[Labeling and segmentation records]
⟨

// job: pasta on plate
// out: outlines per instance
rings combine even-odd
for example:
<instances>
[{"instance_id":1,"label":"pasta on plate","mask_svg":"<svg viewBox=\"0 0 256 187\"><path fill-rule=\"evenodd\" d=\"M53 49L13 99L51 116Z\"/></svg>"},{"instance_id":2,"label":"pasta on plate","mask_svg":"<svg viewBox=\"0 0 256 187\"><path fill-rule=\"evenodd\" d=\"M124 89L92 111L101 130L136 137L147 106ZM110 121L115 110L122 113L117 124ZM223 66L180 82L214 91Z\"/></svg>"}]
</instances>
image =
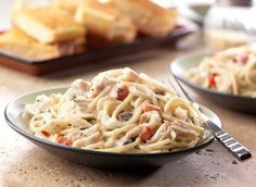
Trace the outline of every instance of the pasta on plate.
<instances>
[{"instance_id":1,"label":"pasta on plate","mask_svg":"<svg viewBox=\"0 0 256 187\"><path fill-rule=\"evenodd\" d=\"M107 152L166 152L205 136L196 104L128 67L77 79L63 95L38 96L24 117L35 136Z\"/></svg>"},{"instance_id":2,"label":"pasta on plate","mask_svg":"<svg viewBox=\"0 0 256 187\"><path fill-rule=\"evenodd\" d=\"M191 83L220 92L256 98L256 43L220 51L189 70Z\"/></svg>"}]
</instances>

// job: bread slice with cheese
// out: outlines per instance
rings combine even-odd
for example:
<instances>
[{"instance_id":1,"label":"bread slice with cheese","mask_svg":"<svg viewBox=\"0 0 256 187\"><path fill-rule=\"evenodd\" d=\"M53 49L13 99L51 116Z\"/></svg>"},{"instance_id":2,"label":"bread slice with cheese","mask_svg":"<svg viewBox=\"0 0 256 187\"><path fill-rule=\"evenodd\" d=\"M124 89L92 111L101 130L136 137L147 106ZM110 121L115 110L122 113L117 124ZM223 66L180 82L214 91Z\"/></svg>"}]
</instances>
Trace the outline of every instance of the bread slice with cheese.
<instances>
[{"instance_id":1,"label":"bread slice with cheese","mask_svg":"<svg viewBox=\"0 0 256 187\"><path fill-rule=\"evenodd\" d=\"M0 34L0 52L28 61L42 61L74 54L85 49L84 38L44 45L17 28Z\"/></svg>"},{"instance_id":2,"label":"bread slice with cheese","mask_svg":"<svg viewBox=\"0 0 256 187\"><path fill-rule=\"evenodd\" d=\"M13 24L42 43L69 41L85 37L86 29L74 16L52 5L15 8Z\"/></svg>"},{"instance_id":3,"label":"bread slice with cheese","mask_svg":"<svg viewBox=\"0 0 256 187\"><path fill-rule=\"evenodd\" d=\"M133 23L127 15L97 0L80 0L75 20L84 24L88 33L108 41L131 42L137 34Z\"/></svg>"},{"instance_id":4,"label":"bread slice with cheese","mask_svg":"<svg viewBox=\"0 0 256 187\"><path fill-rule=\"evenodd\" d=\"M139 32L149 36L165 36L176 25L177 13L151 0L111 0L110 3L131 17Z\"/></svg>"}]
</instances>

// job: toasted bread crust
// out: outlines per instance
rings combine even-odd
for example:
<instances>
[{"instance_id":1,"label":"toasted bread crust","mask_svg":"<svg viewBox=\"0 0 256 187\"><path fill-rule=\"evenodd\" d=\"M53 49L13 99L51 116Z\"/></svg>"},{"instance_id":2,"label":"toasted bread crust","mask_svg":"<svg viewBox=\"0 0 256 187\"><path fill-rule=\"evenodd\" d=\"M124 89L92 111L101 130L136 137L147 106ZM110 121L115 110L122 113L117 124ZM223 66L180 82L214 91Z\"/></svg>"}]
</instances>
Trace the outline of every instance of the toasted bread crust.
<instances>
[{"instance_id":1,"label":"toasted bread crust","mask_svg":"<svg viewBox=\"0 0 256 187\"><path fill-rule=\"evenodd\" d=\"M95 0L80 1L75 20L89 33L110 41L131 42L137 29L131 20L119 10Z\"/></svg>"},{"instance_id":2,"label":"toasted bread crust","mask_svg":"<svg viewBox=\"0 0 256 187\"><path fill-rule=\"evenodd\" d=\"M80 40L44 45L13 28L0 35L0 51L30 61L40 61L80 52L84 49L84 42Z\"/></svg>"},{"instance_id":3,"label":"toasted bread crust","mask_svg":"<svg viewBox=\"0 0 256 187\"><path fill-rule=\"evenodd\" d=\"M129 15L138 29L150 36L165 36L176 24L175 11L150 0L112 0L111 4Z\"/></svg>"},{"instance_id":4,"label":"toasted bread crust","mask_svg":"<svg viewBox=\"0 0 256 187\"><path fill-rule=\"evenodd\" d=\"M85 27L73 15L53 7L27 7L14 11L13 23L42 43L67 41L85 36Z\"/></svg>"}]
</instances>

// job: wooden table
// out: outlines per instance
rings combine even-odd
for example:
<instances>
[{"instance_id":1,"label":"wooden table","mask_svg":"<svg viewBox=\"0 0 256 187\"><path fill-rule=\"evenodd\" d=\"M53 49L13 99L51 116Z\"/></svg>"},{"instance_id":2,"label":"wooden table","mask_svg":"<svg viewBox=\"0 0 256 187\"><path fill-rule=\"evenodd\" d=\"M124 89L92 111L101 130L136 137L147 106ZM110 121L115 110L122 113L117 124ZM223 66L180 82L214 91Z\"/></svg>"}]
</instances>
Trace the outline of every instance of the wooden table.
<instances>
[{"instance_id":1,"label":"wooden table","mask_svg":"<svg viewBox=\"0 0 256 187\"><path fill-rule=\"evenodd\" d=\"M90 79L97 73L130 66L163 80L169 62L188 53L192 42L181 50L162 49L129 59L130 63L101 62L90 67L35 77L0 66L0 186L256 186L256 159L240 163L218 142L155 170L100 170L77 165L36 147L4 122L3 108L9 100L30 90L63 86L76 78ZM142 57L143 55L143 57ZM116 60L119 61L119 60ZM190 94L215 111L223 128L256 152L256 116L230 111Z\"/></svg>"}]
</instances>

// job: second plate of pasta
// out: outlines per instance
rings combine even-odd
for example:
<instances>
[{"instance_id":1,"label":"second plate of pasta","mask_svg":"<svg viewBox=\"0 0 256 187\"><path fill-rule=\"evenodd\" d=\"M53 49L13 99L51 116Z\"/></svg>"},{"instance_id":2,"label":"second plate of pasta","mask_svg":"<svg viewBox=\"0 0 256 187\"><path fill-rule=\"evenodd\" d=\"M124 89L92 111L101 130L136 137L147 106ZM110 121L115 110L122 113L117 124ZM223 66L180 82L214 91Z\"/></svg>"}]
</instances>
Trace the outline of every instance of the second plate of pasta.
<instances>
[{"instance_id":1,"label":"second plate of pasta","mask_svg":"<svg viewBox=\"0 0 256 187\"><path fill-rule=\"evenodd\" d=\"M233 84L234 86L228 89L225 89L223 87L217 87L219 85L217 84L216 77L223 77L227 79L232 77L232 75L228 75L228 73L221 72L210 72L208 73L206 70L197 70L203 68L203 66L209 66L212 62L207 61L207 57L210 57L209 53L203 52L203 53L192 53L188 54L182 58L176 59L170 64L170 72L183 84L192 88L194 91L196 91L199 95L207 98L212 102L222 105L225 108L240 111L240 112L246 112L246 113L256 113L256 98L254 98L254 92L252 89L247 91L246 89L239 90L235 85L240 83L234 82L223 82L221 83L221 86L228 86L229 84ZM240 57L242 58L242 57ZM202 64L204 63L204 64ZM214 66L217 66L217 63L214 63ZM219 68L219 67L217 67ZM212 71L212 70L210 70ZM227 72L231 73L231 68ZM196 84L194 80L192 80L190 77L195 77L199 75L205 75L206 77L205 82L202 79L201 83ZM231 78L230 78L231 79ZM222 78L220 80L223 80ZM245 80L241 80L242 83L246 83ZM227 83L227 84L226 84ZM213 87L213 88L208 88ZM217 87L217 88L214 88ZM218 90L217 90L218 89ZM227 90L227 91L226 91ZM235 92L236 91L236 92ZM242 92L242 94L238 94ZM249 96L246 96L249 95Z\"/></svg>"}]
</instances>

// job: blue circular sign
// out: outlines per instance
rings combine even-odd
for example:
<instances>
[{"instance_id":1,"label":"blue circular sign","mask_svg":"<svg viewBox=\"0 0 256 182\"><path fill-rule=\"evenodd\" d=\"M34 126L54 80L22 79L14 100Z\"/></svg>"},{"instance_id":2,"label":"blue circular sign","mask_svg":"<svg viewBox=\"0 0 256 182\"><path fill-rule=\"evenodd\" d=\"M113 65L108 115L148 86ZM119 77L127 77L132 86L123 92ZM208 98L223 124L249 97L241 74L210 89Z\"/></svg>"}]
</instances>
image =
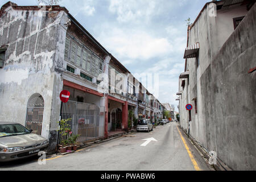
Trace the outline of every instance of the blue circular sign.
<instances>
[{"instance_id":1,"label":"blue circular sign","mask_svg":"<svg viewBox=\"0 0 256 182\"><path fill-rule=\"evenodd\" d=\"M191 104L188 104L186 105L186 109L188 110L191 110L193 108L193 106Z\"/></svg>"}]
</instances>

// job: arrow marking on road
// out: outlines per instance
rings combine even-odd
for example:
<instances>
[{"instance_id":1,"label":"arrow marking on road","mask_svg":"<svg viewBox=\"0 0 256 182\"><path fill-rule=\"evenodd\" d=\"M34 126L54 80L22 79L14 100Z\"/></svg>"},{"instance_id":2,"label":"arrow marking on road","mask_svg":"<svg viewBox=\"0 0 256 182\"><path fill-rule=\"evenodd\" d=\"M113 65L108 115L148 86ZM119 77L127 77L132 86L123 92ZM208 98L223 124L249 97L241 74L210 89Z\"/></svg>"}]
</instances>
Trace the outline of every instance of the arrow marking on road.
<instances>
[{"instance_id":1,"label":"arrow marking on road","mask_svg":"<svg viewBox=\"0 0 256 182\"><path fill-rule=\"evenodd\" d=\"M142 143L141 145L141 146L143 146L143 147L146 147L148 143L150 143L151 141L155 141L155 142L157 142L158 141L155 139L154 139L154 138L144 139L143 139L142 140L146 140L145 142L144 142L143 143Z\"/></svg>"}]
</instances>

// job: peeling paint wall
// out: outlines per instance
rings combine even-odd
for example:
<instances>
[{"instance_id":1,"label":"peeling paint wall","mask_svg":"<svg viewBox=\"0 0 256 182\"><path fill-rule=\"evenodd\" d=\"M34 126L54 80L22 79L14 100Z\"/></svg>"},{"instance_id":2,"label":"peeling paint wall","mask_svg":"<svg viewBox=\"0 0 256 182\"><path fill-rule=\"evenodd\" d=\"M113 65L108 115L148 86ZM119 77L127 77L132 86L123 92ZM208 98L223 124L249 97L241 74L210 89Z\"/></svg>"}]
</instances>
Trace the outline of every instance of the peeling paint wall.
<instances>
[{"instance_id":1,"label":"peeling paint wall","mask_svg":"<svg viewBox=\"0 0 256 182\"><path fill-rule=\"evenodd\" d=\"M39 93L44 101L42 135L46 138L59 120L66 33L61 24L68 19L64 11L56 13L52 18L40 10L10 6L0 18L0 46L8 46L0 69L0 121L25 125L28 101Z\"/></svg>"}]
</instances>

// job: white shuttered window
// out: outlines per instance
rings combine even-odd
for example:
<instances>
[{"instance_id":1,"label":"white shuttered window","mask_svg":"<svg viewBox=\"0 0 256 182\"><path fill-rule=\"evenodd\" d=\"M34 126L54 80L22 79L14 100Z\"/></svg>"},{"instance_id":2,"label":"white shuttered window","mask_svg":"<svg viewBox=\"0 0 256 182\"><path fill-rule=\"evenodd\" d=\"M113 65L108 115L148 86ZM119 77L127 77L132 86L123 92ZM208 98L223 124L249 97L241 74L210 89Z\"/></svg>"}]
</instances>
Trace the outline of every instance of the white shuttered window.
<instances>
[{"instance_id":1,"label":"white shuttered window","mask_svg":"<svg viewBox=\"0 0 256 182\"><path fill-rule=\"evenodd\" d=\"M102 72L103 61L69 35L67 36L65 43L64 60L89 75L97 77Z\"/></svg>"}]
</instances>

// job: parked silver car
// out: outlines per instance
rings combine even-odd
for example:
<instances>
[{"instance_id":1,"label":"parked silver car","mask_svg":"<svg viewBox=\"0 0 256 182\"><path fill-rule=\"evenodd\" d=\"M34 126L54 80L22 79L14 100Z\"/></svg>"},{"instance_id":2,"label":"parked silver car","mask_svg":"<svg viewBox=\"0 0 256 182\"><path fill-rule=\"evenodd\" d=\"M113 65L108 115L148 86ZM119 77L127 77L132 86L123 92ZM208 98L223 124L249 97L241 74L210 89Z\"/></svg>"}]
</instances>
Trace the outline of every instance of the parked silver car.
<instances>
[{"instance_id":1,"label":"parked silver car","mask_svg":"<svg viewBox=\"0 0 256 182\"><path fill-rule=\"evenodd\" d=\"M0 162L9 162L38 155L48 140L31 133L20 124L0 122Z\"/></svg>"},{"instance_id":2,"label":"parked silver car","mask_svg":"<svg viewBox=\"0 0 256 182\"><path fill-rule=\"evenodd\" d=\"M147 131L150 132L153 131L153 124L152 124L150 119L139 119L138 121L137 131Z\"/></svg>"}]
</instances>

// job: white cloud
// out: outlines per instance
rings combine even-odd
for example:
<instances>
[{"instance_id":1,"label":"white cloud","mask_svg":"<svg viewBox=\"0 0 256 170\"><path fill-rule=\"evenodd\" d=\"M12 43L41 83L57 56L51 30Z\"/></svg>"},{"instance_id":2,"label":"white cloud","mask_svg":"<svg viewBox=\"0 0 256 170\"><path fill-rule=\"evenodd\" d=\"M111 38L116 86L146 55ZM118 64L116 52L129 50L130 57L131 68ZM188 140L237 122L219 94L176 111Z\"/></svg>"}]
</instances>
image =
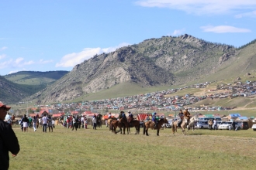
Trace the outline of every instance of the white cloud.
<instances>
[{"instance_id":1,"label":"white cloud","mask_svg":"<svg viewBox=\"0 0 256 170\"><path fill-rule=\"evenodd\" d=\"M251 31L247 29L237 28L229 26L201 26L203 32L212 32L215 33L227 33L227 32L251 32Z\"/></svg>"},{"instance_id":2,"label":"white cloud","mask_svg":"<svg viewBox=\"0 0 256 170\"><path fill-rule=\"evenodd\" d=\"M0 55L0 60L5 58L6 56L4 55ZM47 64L50 63L53 63L53 60L44 60L43 59L40 60L39 61L33 61L33 60L25 60L24 58L22 57L19 57L17 59L10 59L6 61L2 61L0 63L0 69L4 69L4 68L22 68L25 66L30 66L33 64ZM23 69L24 70L24 69ZM13 71L16 72L16 70ZM19 70L18 71L20 71Z\"/></svg>"},{"instance_id":3,"label":"white cloud","mask_svg":"<svg viewBox=\"0 0 256 170\"><path fill-rule=\"evenodd\" d=\"M0 51L5 50L5 49L7 49L7 46L3 46L3 47L2 47L2 48L0 49Z\"/></svg>"},{"instance_id":4,"label":"white cloud","mask_svg":"<svg viewBox=\"0 0 256 170\"><path fill-rule=\"evenodd\" d=\"M16 70L10 71L8 74L15 73L17 73L19 71L26 71L26 70L25 68L23 68L22 70Z\"/></svg>"},{"instance_id":5,"label":"white cloud","mask_svg":"<svg viewBox=\"0 0 256 170\"><path fill-rule=\"evenodd\" d=\"M255 0L139 0L144 7L169 8L197 15L223 14L243 9L254 9Z\"/></svg>"},{"instance_id":6,"label":"white cloud","mask_svg":"<svg viewBox=\"0 0 256 170\"><path fill-rule=\"evenodd\" d=\"M115 51L116 49L128 46L126 42L121 43L117 46L102 49L98 48L85 48L81 52L73 53L64 56L59 63L57 63L56 67L73 67L77 64L82 63L84 60L92 58L95 54L101 54L103 53L110 53Z\"/></svg>"},{"instance_id":7,"label":"white cloud","mask_svg":"<svg viewBox=\"0 0 256 170\"><path fill-rule=\"evenodd\" d=\"M5 58L6 55L5 54L2 54L0 55L0 60Z\"/></svg>"},{"instance_id":8,"label":"white cloud","mask_svg":"<svg viewBox=\"0 0 256 170\"><path fill-rule=\"evenodd\" d=\"M246 12L246 13L241 13L235 15L235 18L240 19L243 17L251 17L251 18L256 18L256 11Z\"/></svg>"},{"instance_id":9,"label":"white cloud","mask_svg":"<svg viewBox=\"0 0 256 170\"><path fill-rule=\"evenodd\" d=\"M23 60L24 60L23 58L19 57L16 60L15 60L15 63L16 64L20 64Z\"/></svg>"}]
</instances>

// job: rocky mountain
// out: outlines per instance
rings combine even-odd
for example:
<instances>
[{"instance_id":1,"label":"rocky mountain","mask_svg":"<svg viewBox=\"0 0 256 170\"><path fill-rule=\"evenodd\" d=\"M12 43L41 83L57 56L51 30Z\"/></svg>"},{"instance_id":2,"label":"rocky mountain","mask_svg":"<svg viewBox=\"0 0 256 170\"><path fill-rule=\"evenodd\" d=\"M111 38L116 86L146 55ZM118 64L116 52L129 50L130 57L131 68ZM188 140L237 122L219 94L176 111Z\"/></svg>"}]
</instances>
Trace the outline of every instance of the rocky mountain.
<instances>
[{"instance_id":1,"label":"rocky mountain","mask_svg":"<svg viewBox=\"0 0 256 170\"><path fill-rule=\"evenodd\" d=\"M223 66L229 66L236 60L241 50L187 34L146 39L95 55L29 100L71 100L124 82L143 87L182 85L220 73Z\"/></svg>"},{"instance_id":2,"label":"rocky mountain","mask_svg":"<svg viewBox=\"0 0 256 170\"><path fill-rule=\"evenodd\" d=\"M29 96L29 90L0 76L0 101L13 104Z\"/></svg>"},{"instance_id":3,"label":"rocky mountain","mask_svg":"<svg viewBox=\"0 0 256 170\"><path fill-rule=\"evenodd\" d=\"M67 71L20 71L0 76L0 101L14 104L46 88Z\"/></svg>"}]
</instances>

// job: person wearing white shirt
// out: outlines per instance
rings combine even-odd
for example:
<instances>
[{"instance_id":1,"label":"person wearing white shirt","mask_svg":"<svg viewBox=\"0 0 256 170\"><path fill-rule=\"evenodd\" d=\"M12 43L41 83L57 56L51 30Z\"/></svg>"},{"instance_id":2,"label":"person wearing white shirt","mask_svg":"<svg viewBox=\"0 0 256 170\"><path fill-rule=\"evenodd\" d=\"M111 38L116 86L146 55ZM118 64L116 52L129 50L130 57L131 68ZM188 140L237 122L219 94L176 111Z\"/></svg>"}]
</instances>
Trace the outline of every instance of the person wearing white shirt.
<instances>
[{"instance_id":1,"label":"person wearing white shirt","mask_svg":"<svg viewBox=\"0 0 256 170\"><path fill-rule=\"evenodd\" d=\"M93 116L92 124L93 124L93 129L96 130L96 126L97 126L96 116Z\"/></svg>"}]
</instances>

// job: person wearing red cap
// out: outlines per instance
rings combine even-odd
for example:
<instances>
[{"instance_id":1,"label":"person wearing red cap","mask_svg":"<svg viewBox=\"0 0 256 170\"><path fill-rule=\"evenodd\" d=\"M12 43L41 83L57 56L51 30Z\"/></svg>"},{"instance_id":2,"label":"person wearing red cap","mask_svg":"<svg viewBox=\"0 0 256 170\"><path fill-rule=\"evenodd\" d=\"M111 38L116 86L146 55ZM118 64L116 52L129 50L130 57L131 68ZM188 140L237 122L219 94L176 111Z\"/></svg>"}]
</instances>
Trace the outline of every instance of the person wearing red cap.
<instances>
[{"instance_id":1,"label":"person wearing red cap","mask_svg":"<svg viewBox=\"0 0 256 170\"><path fill-rule=\"evenodd\" d=\"M11 124L4 121L7 111L11 107L0 101L0 168L8 169L9 166L9 151L12 156L16 156L19 151L18 138Z\"/></svg>"}]
</instances>

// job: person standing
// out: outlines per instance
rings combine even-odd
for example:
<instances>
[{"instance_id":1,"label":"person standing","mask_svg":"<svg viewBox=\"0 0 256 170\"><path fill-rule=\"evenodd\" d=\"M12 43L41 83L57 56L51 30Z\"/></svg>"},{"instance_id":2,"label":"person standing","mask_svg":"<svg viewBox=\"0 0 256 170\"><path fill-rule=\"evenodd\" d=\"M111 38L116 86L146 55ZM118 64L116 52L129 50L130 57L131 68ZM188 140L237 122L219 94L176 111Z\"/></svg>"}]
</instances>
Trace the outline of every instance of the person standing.
<instances>
[{"instance_id":1,"label":"person standing","mask_svg":"<svg viewBox=\"0 0 256 170\"><path fill-rule=\"evenodd\" d=\"M34 116L33 119L33 128L34 128L34 131L36 131L36 122L37 122L37 118L36 117Z\"/></svg>"},{"instance_id":2,"label":"person standing","mask_svg":"<svg viewBox=\"0 0 256 170\"><path fill-rule=\"evenodd\" d=\"M129 110L128 113L129 113L129 115L128 115L128 117L129 117L128 123L130 124L130 122L132 121L133 121L133 115L132 114L132 113L130 112L130 110Z\"/></svg>"},{"instance_id":3,"label":"person standing","mask_svg":"<svg viewBox=\"0 0 256 170\"><path fill-rule=\"evenodd\" d=\"M41 127L41 124L42 124L42 118L39 117L38 118L38 127L37 128L39 128L40 127Z\"/></svg>"},{"instance_id":4,"label":"person standing","mask_svg":"<svg viewBox=\"0 0 256 170\"><path fill-rule=\"evenodd\" d=\"M78 118L77 118L77 126L78 127L79 129L81 128L81 117L80 117L80 116L78 116Z\"/></svg>"},{"instance_id":5,"label":"person standing","mask_svg":"<svg viewBox=\"0 0 256 170\"><path fill-rule=\"evenodd\" d=\"M15 134L12 126L5 122L7 111L11 107L8 107L0 102L0 168L8 169L9 167L9 151L15 157L19 151L18 138Z\"/></svg>"},{"instance_id":6,"label":"person standing","mask_svg":"<svg viewBox=\"0 0 256 170\"><path fill-rule=\"evenodd\" d=\"M48 116L47 121L48 121L48 128L49 128L49 132L53 132L53 119L50 117L50 115Z\"/></svg>"},{"instance_id":7,"label":"person standing","mask_svg":"<svg viewBox=\"0 0 256 170\"><path fill-rule=\"evenodd\" d=\"M74 116L73 116L73 128L72 128L72 131L74 131L74 128L75 128L75 131L78 131L77 121L75 120Z\"/></svg>"},{"instance_id":8,"label":"person standing","mask_svg":"<svg viewBox=\"0 0 256 170\"><path fill-rule=\"evenodd\" d=\"M93 129L96 130L96 127L97 127L97 120L96 120L96 116L93 116L92 118L92 124L93 124Z\"/></svg>"},{"instance_id":9,"label":"person standing","mask_svg":"<svg viewBox=\"0 0 256 170\"><path fill-rule=\"evenodd\" d=\"M85 122L84 121L85 121L85 116L82 116L81 117L81 128L85 128L85 124L84 124Z\"/></svg>"},{"instance_id":10,"label":"person standing","mask_svg":"<svg viewBox=\"0 0 256 170\"><path fill-rule=\"evenodd\" d=\"M214 121L213 121L213 128L214 128L214 130L217 129L217 121L216 119L214 119Z\"/></svg>"},{"instance_id":11,"label":"person standing","mask_svg":"<svg viewBox=\"0 0 256 170\"><path fill-rule=\"evenodd\" d=\"M236 131L236 123L234 122L234 120L233 120L231 125L232 125L232 130Z\"/></svg>"},{"instance_id":12,"label":"person standing","mask_svg":"<svg viewBox=\"0 0 256 170\"><path fill-rule=\"evenodd\" d=\"M11 124L12 126L12 117L10 116L10 114L8 112L5 117L5 121Z\"/></svg>"},{"instance_id":13,"label":"person standing","mask_svg":"<svg viewBox=\"0 0 256 170\"><path fill-rule=\"evenodd\" d=\"M85 118L85 129L87 129L87 118Z\"/></svg>"},{"instance_id":14,"label":"person standing","mask_svg":"<svg viewBox=\"0 0 256 170\"><path fill-rule=\"evenodd\" d=\"M26 115L24 114L24 117L23 117L23 131L26 132L26 132L29 131L29 119L26 117Z\"/></svg>"},{"instance_id":15,"label":"person standing","mask_svg":"<svg viewBox=\"0 0 256 170\"><path fill-rule=\"evenodd\" d=\"M47 133L47 114L43 114L42 117L42 123L43 123L43 132Z\"/></svg>"}]
</instances>

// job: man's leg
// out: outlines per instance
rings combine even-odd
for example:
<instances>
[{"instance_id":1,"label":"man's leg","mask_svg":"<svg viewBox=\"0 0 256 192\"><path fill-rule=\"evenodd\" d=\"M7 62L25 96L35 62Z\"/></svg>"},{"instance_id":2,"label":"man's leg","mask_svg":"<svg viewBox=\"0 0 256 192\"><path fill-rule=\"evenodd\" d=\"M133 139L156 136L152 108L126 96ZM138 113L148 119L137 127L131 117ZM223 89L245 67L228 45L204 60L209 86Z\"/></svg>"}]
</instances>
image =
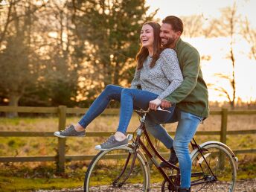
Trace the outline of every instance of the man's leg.
<instances>
[{"instance_id":1,"label":"man's leg","mask_svg":"<svg viewBox=\"0 0 256 192\"><path fill-rule=\"evenodd\" d=\"M150 118L146 118L145 127L147 131L162 142L166 148L173 147L173 139L161 125L154 123Z\"/></svg>"},{"instance_id":2,"label":"man's leg","mask_svg":"<svg viewBox=\"0 0 256 192\"><path fill-rule=\"evenodd\" d=\"M179 123L176 131L173 148L179 159L181 172L181 188L191 187L191 159L188 144L193 137L202 118L177 109Z\"/></svg>"}]
</instances>

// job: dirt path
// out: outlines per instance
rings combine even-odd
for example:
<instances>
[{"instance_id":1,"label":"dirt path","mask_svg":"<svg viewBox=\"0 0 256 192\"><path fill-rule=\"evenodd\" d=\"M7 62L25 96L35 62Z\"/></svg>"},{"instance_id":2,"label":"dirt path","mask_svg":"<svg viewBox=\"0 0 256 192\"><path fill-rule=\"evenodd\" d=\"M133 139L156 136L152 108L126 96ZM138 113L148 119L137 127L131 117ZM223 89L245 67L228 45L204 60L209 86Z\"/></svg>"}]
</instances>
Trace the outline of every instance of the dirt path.
<instances>
[{"instance_id":1,"label":"dirt path","mask_svg":"<svg viewBox=\"0 0 256 192\"><path fill-rule=\"evenodd\" d=\"M152 184L151 185L151 190L150 192L159 192L161 191L161 184ZM63 190L39 190L36 191L37 192L82 192L83 191L83 188L74 188L74 189L63 189ZM109 191L104 190L103 188L101 188L101 189L96 190L95 191L118 191L116 190ZM135 186L132 187L132 188L129 188L129 190L125 191L129 192L135 192L136 191ZM220 192L220 190L218 191L213 191L217 192ZM247 179L247 180L240 180L237 182L236 189L234 192L256 192L256 178L252 179Z\"/></svg>"}]
</instances>

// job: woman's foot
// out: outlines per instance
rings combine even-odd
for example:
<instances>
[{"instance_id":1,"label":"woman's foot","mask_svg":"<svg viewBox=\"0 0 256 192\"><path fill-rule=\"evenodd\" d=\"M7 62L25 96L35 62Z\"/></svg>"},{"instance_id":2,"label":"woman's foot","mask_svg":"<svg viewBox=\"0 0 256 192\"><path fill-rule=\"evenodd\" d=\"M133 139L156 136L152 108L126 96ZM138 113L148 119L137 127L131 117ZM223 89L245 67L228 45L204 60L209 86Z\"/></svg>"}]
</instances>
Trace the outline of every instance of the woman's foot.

⟩

Extract every line of the listing above that contains the string "foot". Matching is case-sensitive.

// job: woman's foot
[{"instance_id":1,"label":"woman's foot","mask_svg":"<svg viewBox=\"0 0 256 192\"><path fill-rule=\"evenodd\" d=\"M7 62L25 96L35 62Z\"/></svg>"},{"instance_id":2,"label":"woman's foot","mask_svg":"<svg viewBox=\"0 0 256 192\"><path fill-rule=\"evenodd\" d=\"M133 139L156 136L152 108L126 96ZM138 113L148 119L137 127L131 117ZM223 89L245 67L228 45L204 60L209 86Z\"/></svg>"}]
Trace the outline of every instance of the woman's foot.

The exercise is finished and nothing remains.